[SELECTED EXTRACT — start]

The normalized reflection coefficient (R) was calculated based on the transfer matrix method (TMM) with consideration of transverse magnetic (TM) incident light [34]. The calculation of parameters was carried out using MATLAB^®. The variation of PL (in dB) spectra with the angle of incidence (α) is the sensing mechanism of the proposed scheme. In the present study, a monochromatic light source with λ = 830 nm was considered to be launched at different angles (angular interrogation). The resonance condition can be identified at the angular position (at α = α_spr) where maximum PL (PL_max) is achieved. The change in analyte RI will cause a shift in position of PL_max. The power loss (PL) can be calculated as:

$$PL\left(indB\right)=10lo{g}_{10}\left(\frac{P_{ref}}{P_{out}}\right)$$

(1)

Here, $P_{ref}$ and $P_{out}$ are the normalized reference power (here, unity magnitude) and the modulated normalized output power, respectively. $P_{out}$ can be calculated as follows:

$$P_{out}=P_{out}\left(\alpha \right)=R{\left(\theta \right)}^{N_{ref}\left(\theta \right)}$$

(2)

Here, $N_{ref}\left(\theta \right)=L/\left(D\times tan\theta \right)$ represents the number of reflections. The light ray propagates at an angle θ inside the fiber core.

[SELECTED EXTRACT — finish]
[DATASET EXTRACT — start]

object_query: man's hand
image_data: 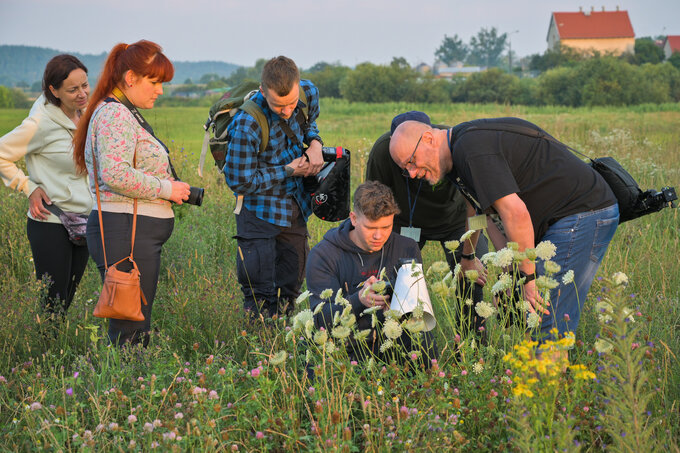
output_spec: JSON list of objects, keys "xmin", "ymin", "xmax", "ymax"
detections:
[
  {"xmin": 28, "ymin": 187, "xmax": 52, "ymax": 220},
  {"xmin": 302, "ymin": 140, "xmax": 323, "ymax": 176},
  {"xmin": 359, "ymin": 276, "xmax": 390, "ymax": 310},
  {"xmin": 460, "ymin": 257, "xmax": 487, "ymax": 286}
]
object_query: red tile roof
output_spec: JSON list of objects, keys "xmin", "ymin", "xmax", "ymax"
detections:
[
  {"xmin": 666, "ymin": 35, "xmax": 680, "ymax": 53},
  {"xmin": 553, "ymin": 11, "xmax": 635, "ymax": 39}
]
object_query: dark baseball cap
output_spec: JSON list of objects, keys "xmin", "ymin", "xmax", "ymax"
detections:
[{"xmin": 390, "ymin": 110, "xmax": 432, "ymax": 135}]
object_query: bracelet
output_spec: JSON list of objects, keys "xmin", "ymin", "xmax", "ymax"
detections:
[{"xmin": 519, "ymin": 271, "xmax": 536, "ymax": 283}]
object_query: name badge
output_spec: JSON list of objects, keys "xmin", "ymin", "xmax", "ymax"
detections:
[
  {"xmin": 400, "ymin": 227, "xmax": 420, "ymax": 242},
  {"xmin": 468, "ymin": 214, "xmax": 486, "ymax": 231}
]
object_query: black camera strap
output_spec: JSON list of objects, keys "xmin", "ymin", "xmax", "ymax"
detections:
[{"xmin": 104, "ymin": 87, "xmax": 180, "ymax": 181}]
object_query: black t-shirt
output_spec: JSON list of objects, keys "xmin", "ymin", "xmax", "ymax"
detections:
[
  {"xmin": 448, "ymin": 118, "xmax": 616, "ymax": 243},
  {"xmin": 366, "ymin": 132, "xmax": 466, "ymax": 240}
]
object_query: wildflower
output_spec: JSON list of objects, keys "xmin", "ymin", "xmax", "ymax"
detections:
[
  {"xmin": 612, "ymin": 272, "xmax": 628, "ymax": 286},
  {"xmin": 371, "ymin": 280, "xmax": 387, "ymax": 294},
  {"xmin": 354, "ymin": 329, "xmax": 371, "ymax": 341},
  {"xmin": 269, "ymin": 351, "xmax": 288, "ymax": 366},
  {"xmin": 331, "ymin": 325, "xmax": 351, "ymax": 340},
  {"xmin": 314, "ymin": 330, "xmax": 328, "ymax": 345},
  {"xmin": 295, "ymin": 290, "xmax": 312, "ymax": 305},
  {"xmin": 475, "ymin": 301, "xmax": 496, "ymax": 319},
  {"xmin": 595, "ymin": 338, "xmax": 614, "ymax": 354},
  {"xmin": 383, "ymin": 319, "xmax": 403, "ymax": 340},
  {"xmin": 527, "ymin": 313, "xmax": 541, "ymax": 329},
  {"xmin": 491, "ymin": 272, "xmax": 512, "ymax": 295},
  {"xmin": 479, "ymin": 252, "xmax": 496, "ymax": 264},
  {"xmin": 460, "ymin": 230, "xmax": 475, "ymax": 242},
  {"xmin": 444, "ymin": 240, "xmax": 460, "ymax": 253},
  {"xmin": 427, "ymin": 261, "xmax": 449, "ymax": 275},
  {"xmin": 544, "ymin": 260, "xmax": 562, "ymax": 274},
  {"xmin": 380, "ymin": 340, "xmax": 394, "ymax": 352},
  {"xmin": 404, "ymin": 318, "xmax": 425, "ymax": 333},
  {"xmin": 536, "ymin": 275, "xmax": 559, "ymax": 290},
  {"xmin": 493, "ymin": 248, "xmax": 515, "ymax": 268},
  {"xmin": 465, "ymin": 269, "xmax": 479, "ymax": 283},
  {"xmin": 536, "ymin": 241, "xmax": 557, "ymax": 261}
]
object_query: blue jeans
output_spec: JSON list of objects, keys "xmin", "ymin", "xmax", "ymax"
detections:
[{"xmin": 536, "ymin": 204, "xmax": 619, "ymax": 337}]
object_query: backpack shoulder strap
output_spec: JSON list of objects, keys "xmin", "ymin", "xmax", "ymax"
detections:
[{"xmin": 239, "ymin": 99, "xmax": 269, "ymax": 152}]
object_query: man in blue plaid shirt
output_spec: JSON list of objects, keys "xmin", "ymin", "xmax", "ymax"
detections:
[{"xmin": 224, "ymin": 56, "xmax": 323, "ymax": 316}]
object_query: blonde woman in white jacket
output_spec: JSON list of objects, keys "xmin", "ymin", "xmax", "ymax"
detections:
[{"xmin": 0, "ymin": 55, "xmax": 92, "ymax": 315}]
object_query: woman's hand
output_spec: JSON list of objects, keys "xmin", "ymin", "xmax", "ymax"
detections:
[
  {"xmin": 170, "ymin": 181, "xmax": 190, "ymax": 204},
  {"xmin": 28, "ymin": 187, "xmax": 52, "ymax": 220}
]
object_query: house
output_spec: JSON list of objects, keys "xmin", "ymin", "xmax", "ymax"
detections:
[
  {"xmin": 547, "ymin": 7, "xmax": 635, "ymax": 55},
  {"xmin": 663, "ymin": 35, "xmax": 680, "ymax": 59}
]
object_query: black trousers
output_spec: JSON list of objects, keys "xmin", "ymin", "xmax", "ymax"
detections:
[
  {"xmin": 87, "ymin": 211, "xmax": 175, "ymax": 346},
  {"xmin": 26, "ymin": 218, "xmax": 89, "ymax": 315},
  {"xmin": 234, "ymin": 203, "xmax": 309, "ymax": 316}
]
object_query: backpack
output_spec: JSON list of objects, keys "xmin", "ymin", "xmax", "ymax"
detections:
[{"xmin": 198, "ymin": 80, "xmax": 309, "ymax": 177}]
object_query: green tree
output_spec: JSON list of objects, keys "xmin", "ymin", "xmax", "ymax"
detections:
[
  {"xmin": 630, "ymin": 37, "xmax": 664, "ymax": 64},
  {"xmin": 468, "ymin": 27, "xmax": 508, "ymax": 68},
  {"xmin": 434, "ymin": 35, "xmax": 468, "ymax": 65}
]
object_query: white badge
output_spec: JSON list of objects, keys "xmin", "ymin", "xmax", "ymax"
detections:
[
  {"xmin": 468, "ymin": 214, "xmax": 486, "ymax": 231},
  {"xmin": 401, "ymin": 227, "xmax": 420, "ymax": 242}
]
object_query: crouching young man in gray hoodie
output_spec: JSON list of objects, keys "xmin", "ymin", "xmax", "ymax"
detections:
[{"xmin": 307, "ymin": 181, "xmax": 438, "ymax": 367}]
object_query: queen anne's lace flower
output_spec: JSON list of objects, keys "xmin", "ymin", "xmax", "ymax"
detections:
[{"xmin": 475, "ymin": 301, "xmax": 496, "ymax": 319}]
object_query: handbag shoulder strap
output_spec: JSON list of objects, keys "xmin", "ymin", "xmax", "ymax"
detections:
[{"xmin": 92, "ymin": 115, "xmax": 137, "ymax": 269}]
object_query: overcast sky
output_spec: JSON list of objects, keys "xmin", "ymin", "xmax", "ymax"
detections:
[{"xmin": 0, "ymin": 0, "xmax": 680, "ymax": 68}]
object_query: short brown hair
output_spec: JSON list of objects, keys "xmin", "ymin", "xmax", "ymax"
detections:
[
  {"xmin": 262, "ymin": 55, "xmax": 300, "ymax": 96},
  {"xmin": 354, "ymin": 181, "xmax": 401, "ymax": 220},
  {"xmin": 42, "ymin": 54, "xmax": 87, "ymax": 107}
]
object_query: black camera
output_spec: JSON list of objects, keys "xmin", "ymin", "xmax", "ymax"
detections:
[
  {"xmin": 636, "ymin": 187, "xmax": 678, "ymax": 215},
  {"xmin": 185, "ymin": 186, "xmax": 205, "ymax": 206}
]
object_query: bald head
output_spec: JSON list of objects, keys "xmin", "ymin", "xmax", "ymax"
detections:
[{"xmin": 390, "ymin": 121, "xmax": 451, "ymax": 185}]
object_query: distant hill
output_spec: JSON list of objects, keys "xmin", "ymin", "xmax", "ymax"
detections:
[{"xmin": 0, "ymin": 45, "xmax": 239, "ymax": 87}]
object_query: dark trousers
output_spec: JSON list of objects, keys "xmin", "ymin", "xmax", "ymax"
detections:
[
  {"xmin": 234, "ymin": 203, "xmax": 309, "ymax": 316},
  {"xmin": 26, "ymin": 218, "xmax": 89, "ymax": 315},
  {"xmin": 87, "ymin": 211, "xmax": 175, "ymax": 346}
]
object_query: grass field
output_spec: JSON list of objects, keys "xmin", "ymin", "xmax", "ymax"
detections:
[{"xmin": 0, "ymin": 100, "xmax": 680, "ymax": 451}]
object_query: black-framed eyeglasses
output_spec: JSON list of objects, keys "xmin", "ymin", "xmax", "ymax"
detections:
[{"xmin": 401, "ymin": 134, "xmax": 423, "ymax": 178}]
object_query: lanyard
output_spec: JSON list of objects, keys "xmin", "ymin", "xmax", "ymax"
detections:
[{"xmin": 405, "ymin": 176, "xmax": 423, "ymax": 227}]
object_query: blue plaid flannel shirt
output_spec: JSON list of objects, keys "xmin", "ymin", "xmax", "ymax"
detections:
[{"xmin": 224, "ymin": 80, "xmax": 321, "ymax": 227}]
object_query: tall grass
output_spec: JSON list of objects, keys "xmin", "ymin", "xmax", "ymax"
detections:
[{"xmin": 0, "ymin": 104, "xmax": 680, "ymax": 451}]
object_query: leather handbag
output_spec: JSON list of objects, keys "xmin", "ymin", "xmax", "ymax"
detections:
[{"xmin": 92, "ymin": 149, "xmax": 147, "ymax": 321}]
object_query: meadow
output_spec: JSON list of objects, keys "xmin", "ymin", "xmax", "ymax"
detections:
[{"xmin": 0, "ymin": 100, "xmax": 680, "ymax": 452}]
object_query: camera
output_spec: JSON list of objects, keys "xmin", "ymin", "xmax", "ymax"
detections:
[
  {"xmin": 636, "ymin": 187, "xmax": 678, "ymax": 215},
  {"xmin": 185, "ymin": 186, "xmax": 205, "ymax": 206}
]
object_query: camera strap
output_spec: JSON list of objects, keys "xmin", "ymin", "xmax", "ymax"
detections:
[{"xmin": 104, "ymin": 87, "xmax": 180, "ymax": 181}]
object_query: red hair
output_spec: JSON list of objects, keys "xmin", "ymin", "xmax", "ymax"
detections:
[{"xmin": 73, "ymin": 39, "xmax": 175, "ymax": 172}]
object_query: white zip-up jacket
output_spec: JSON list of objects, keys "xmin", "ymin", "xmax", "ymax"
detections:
[{"xmin": 0, "ymin": 95, "xmax": 92, "ymax": 223}]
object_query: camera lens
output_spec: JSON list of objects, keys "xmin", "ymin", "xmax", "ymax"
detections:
[{"xmin": 186, "ymin": 187, "xmax": 205, "ymax": 206}]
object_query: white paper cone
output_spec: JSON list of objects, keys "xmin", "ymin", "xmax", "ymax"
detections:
[{"xmin": 390, "ymin": 263, "xmax": 437, "ymax": 331}]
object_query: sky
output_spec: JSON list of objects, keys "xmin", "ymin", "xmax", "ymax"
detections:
[{"xmin": 0, "ymin": 0, "xmax": 680, "ymax": 68}]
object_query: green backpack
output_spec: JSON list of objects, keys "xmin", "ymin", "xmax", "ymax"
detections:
[{"xmin": 198, "ymin": 80, "xmax": 309, "ymax": 177}]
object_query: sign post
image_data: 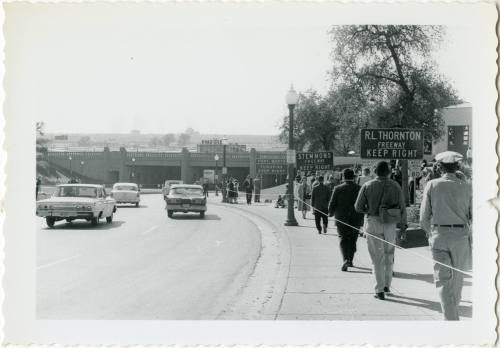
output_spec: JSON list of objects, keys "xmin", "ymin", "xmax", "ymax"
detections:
[
  {"xmin": 361, "ymin": 128, "xmax": 424, "ymax": 160},
  {"xmin": 255, "ymin": 156, "xmax": 287, "ymax": 175},
  {"xmin": 361, "ymin": 128, "xmax": 424, "ymax": 204},
  {"xmin": 296, "ymin": 151, "xmax": 333, "ymax": 172}
]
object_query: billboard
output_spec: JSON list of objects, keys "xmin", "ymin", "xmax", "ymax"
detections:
[
  {"xmin": 255, "ymin": 153, "xmax": 287, "ymax": 175},
  {"xmin": 361, "ymin": 128, "xmax": 424, "ymax": 160},
  {"xmin": 296, "ymin": 151, "xmax": 333, "ymax": 172}
]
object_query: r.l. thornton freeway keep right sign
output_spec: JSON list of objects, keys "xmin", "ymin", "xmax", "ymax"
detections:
[{"xmin": 361, "ymin": 128, "xmax": 424, "ymax": 159}]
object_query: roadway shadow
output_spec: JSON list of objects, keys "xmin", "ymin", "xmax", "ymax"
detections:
[
  {"xmin": 44, "ymin": 219, "xmax": 125, "ymax": 230},
  {"xmin": 385, "ymin": 293, "xmax": 472, "ymax": 318},
  {"xmin": 116, "ymin": 203, "xmax": 148, "ymax": 209},
  {"xmin": 171, "ymin": 213, "xmax": 221, "ymax": 220},
  {"xmin": 322, "ymin": 232, "xmax": 339, "ymax": 237},
  {"xmin": 393, "ymin": 272, "xmax": 472, "ymax": 286},
  {"xmin": 392, "ymin": 272, "xmax": 434, "ymax": 284},
  {"xmin": 396, "ymin": 228, "xmax": 429, "ymax": 249},
  {"xmin": 348, "ymin": 266, "xmax": 372, "ymax": 274}
]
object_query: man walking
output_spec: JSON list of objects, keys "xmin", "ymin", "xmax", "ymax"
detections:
[
  {"xmin": 311, "ymin": 176, "xmax": 331, "ymax": 234},
  {"xmin": 35, "ymin": 175, "xmax": 42, "ymax": 200},
  {"xmin": 354, "ymin": 161, "xmax": 406, "ymax": 300},
  {"xmin": 328, "ymin": 169, "xmax": 363, "ymax": 272},
  {"xmin": 358, "ymin": 167, "xmax": 373, "ymax": 186},
  {"xmin": 243, "ymin": 175, "xmax": 253, "ymax": 204},
  {"xmin": 253, "ymin": 176, "xmax": 262, "ymax": 203},
  {"xmin": 420, "ymin": 151, "xmax": 472, "ymax": 320}
]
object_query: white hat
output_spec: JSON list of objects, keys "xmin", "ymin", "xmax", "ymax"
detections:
[{"xmin": 436, "ymin": 151, "xmax": 464, "ymax": 163}]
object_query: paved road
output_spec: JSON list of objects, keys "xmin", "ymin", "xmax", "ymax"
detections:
[
  {"xmin": 37, "ymin": 194, "xmax": 473, "ymax": 320},
  {"xmin": 37, "ymin": 195, "xmax": 286, "ymax": 319}
]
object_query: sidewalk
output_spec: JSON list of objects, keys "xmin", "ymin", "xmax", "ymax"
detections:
[{"xmin": 212, "ymin": 198, "xmax": 472, "ymax": 320}]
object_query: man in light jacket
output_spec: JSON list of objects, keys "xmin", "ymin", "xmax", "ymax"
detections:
[{"xmin": 354, "ymin": 161, "xmax": 406, "ymax": 300}]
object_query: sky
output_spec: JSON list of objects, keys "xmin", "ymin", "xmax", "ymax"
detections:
[{"xmin": 4, "ymin": 3, "xmax": 475, "ymax": 134}]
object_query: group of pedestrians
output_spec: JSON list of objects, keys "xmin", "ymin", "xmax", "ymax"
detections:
[
  {"xmin": 296, "ymin": 151, "xmax": 472, "ymax": 320},
  {"xmin": 222, "ymin": 175, "xmax": 262, "ymax": 204}
]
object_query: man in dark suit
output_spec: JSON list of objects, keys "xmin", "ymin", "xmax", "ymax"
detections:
[
  {"xmin": 328, "ymin": 169, "xmax": 363, "ymax": 272},
  {"xmin": 311, "ymin": 176, "xmax": 331, "ymax": 234}
]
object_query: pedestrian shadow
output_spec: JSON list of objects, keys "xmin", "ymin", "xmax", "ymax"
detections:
[
  {"xmin": 385, "ymin": 293, "xmax": 472, "ymax": 318},
  {"xmin": 44, "ymin": 219, "xmax": 125, "ymax": 231},
  {"xmin": 393, "ymin": 272, "xmax": 472, "ymax": 286},
  {"xmin": 116, "ymin": 203, "xmax": 148, "ymax": 210},
  {"xmin": 348, "ymin": 266, "xmax": 372, "ymax": 274},
  {"xmin": 171, "ymin": 213, "xmax": 221, "ymax": 220},
  {"xmin": 393, "ymin": 272, "xmax": 434, "ymax": 284}
]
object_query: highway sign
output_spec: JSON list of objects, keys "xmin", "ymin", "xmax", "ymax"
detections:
[
  {"xmin": 255, "ymin": 153, "xmax": 287, "ymax": 175},
  {"xmin": 361, "ymin": 128, "xmax": 424, "ymax": 160},
  {"xmin": 297, "ymin": 151, "xmax": 333, "ymax": 172}
]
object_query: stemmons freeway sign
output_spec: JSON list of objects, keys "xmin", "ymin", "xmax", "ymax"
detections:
[
  {"xmin": 297, "ymin": 151, "xmax": 333, "ymax": 171},
  {"xmin": 360, "ymin": 128, "xmax": 424, "ymax": 160}
]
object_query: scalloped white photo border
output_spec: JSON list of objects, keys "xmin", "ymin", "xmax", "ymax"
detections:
[{"xmin": 0, "ymin": 1, "xmax": 498, "ymax": 346}]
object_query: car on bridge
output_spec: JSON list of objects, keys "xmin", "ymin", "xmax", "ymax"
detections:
[
  {"xmin": 36, "ymin": 184, "xmax": 116, "ymax": 228},
  {"xmin": 110, "ymin": 182, "xmax": 141, "ymax": 207},
  {"xmin": 161, "ymin": 180, "xmax": 184, "ymax": 200},
  {"xmin": 165, "ymin": 184, "xmax": 207, "ymax": 218}
]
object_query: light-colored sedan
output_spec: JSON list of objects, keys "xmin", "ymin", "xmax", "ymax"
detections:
[
  {"xmin": 36, "ymin": 184, "xmax": 116, "ymax": 228},
  {"xmin": 111, "ymin": 182, "xmax": 141, "ymax": 207},
  {"xmin": 166, "ymin": 184, "xmax": 207, "ymax": 218}
]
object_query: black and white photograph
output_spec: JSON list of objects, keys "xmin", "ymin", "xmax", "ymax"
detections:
[{"xmin": 2, "ymin": 1, "xmax": 498, "ymax": 345}]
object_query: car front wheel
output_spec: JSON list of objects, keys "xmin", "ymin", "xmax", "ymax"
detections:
[
  {"xmin": 45, "ymin": 216, "xmax": 56, "ymax": 228},
  {"xmin": 106, "ymin": 213, "xmax": 113, "ymax": 224}
]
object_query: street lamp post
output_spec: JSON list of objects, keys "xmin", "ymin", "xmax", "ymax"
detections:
[
  {"xmin": 214, "ymin": 154, "xmax": 219, "ymax": 196},
  {"xmin": 80, "ymin": 161, "xmax": 85, "ymax": 176},
  {"xmin": 285, "ymin": 86, "xmax": 299, "ymax": 226},
  {"xmin": 68, "ymin": 156, "xmax": 73, "ymax": 178},
  {"xmin": 131, "ymin": 158, "xmax": 135, "ymax": 180},
  {"xmin": 222, "ymin": 137, "xmax": 228, "ymax": 203}
]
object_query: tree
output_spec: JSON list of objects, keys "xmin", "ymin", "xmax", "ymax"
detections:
[
  {"xmin": 149, "ymin": 137, "xmax": 162, "ymax": 146},
  {"xmin": 280, "ymin": 85, "xmax": 367, "ymax": 156},
  {"xmin": 177, "ymin": 133, "xmax": 191, "ymax": 146},
  {"xmin": 78, "ymin": 135, "xmax": 92, "ymax": 146},
  {"xmin": 330, "ymin": 25, "xmax": 460, "ymax": 139},
  {"xmin": 327, "ymin": 85, "xmax": 368, "ymax": 156},
  {"xmin": 161, "ymin": 133, "xmax": 175, "ymax": 146},
  {"xmin": 280, "ymin": 90, "xmax": 337, "ymax": 151}
]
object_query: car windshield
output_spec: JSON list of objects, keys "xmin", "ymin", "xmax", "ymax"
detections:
[
  {"xmin": 114, "ymin": 185, "xmax": 137, "ymax": 191},
  {"xmin": 55, "ymin": 186, "xmax": 97, "ymax": 198},
  {"xmin": 170, "ymin": 187, "xmax": 203, "ymax": 196}
]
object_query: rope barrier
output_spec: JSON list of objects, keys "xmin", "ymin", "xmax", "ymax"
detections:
[{"xmin": 220, "ymin": 190, "xmax": 472, "ymax": 277}]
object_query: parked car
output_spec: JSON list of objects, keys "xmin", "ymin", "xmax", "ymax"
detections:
[
  {"xmin": 36, "ymin": 184, "xmax": 116, "ymax": 228},
  {"xmin": 111, "ymin": 182, "xmax": 141, "ymax": 207},
  {"xmin": 161, "ymin": 180, "xmax": 184, "ymax": 200},
  {"xmin": 166, "ymin": 184, "xmax": 207, "ymax": 218}
]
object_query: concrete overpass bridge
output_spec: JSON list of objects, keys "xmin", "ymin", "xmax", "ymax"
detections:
[
  {"xmin": 43, "ymin": 147, "xmax": 361, "ymax": 187},
  {"xmin": 43, "ymin": 148, "xmax": 286, "ymax": 187}
]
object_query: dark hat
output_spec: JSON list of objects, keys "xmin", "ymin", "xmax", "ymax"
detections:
[
  {"xmin": 436, "ymin": 151, "xmax": 464, "ymax": 163},
  {"xmin": 342, "ymin": 168, "xmax": 354, "ymax": 180}
]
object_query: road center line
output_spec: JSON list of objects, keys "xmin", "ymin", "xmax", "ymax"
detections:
[
  {"xmin": 36, "ymin": 254, "xmax": 82, "ymax": 270},
  {"xmin": 141, "ymin": 226, "xmax": 158, "ymax": 235}
]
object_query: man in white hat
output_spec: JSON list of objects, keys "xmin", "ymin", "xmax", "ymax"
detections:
[{"xmin": 420, "ymin": 151, "xmax": 472, "ymax": 320}]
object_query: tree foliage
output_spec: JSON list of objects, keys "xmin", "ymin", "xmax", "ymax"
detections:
[
  {"xmin": 330, "ymin": 25, "xmax": 460, "ymax": 138},
  {"xmin": 280, "ymin": 85, "xmax": 366, "ymax": 155}
]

[DATASET EXTRACT — finish]

▶ DESCRIPTION OF THE TASK:
In the power-loss passage above, translate this sentence into Spanish: "The variation of PL (in dB) spectra with the angle of incidence (α) is the sensing mechanism of the proposed scheme."

▶ OUTPUT FOR THIS EXERCISE:
La variación de los espectros de PL (en dB) con el ángulo de incidencia (α) es el mecanismo de detección del esquema propuesto.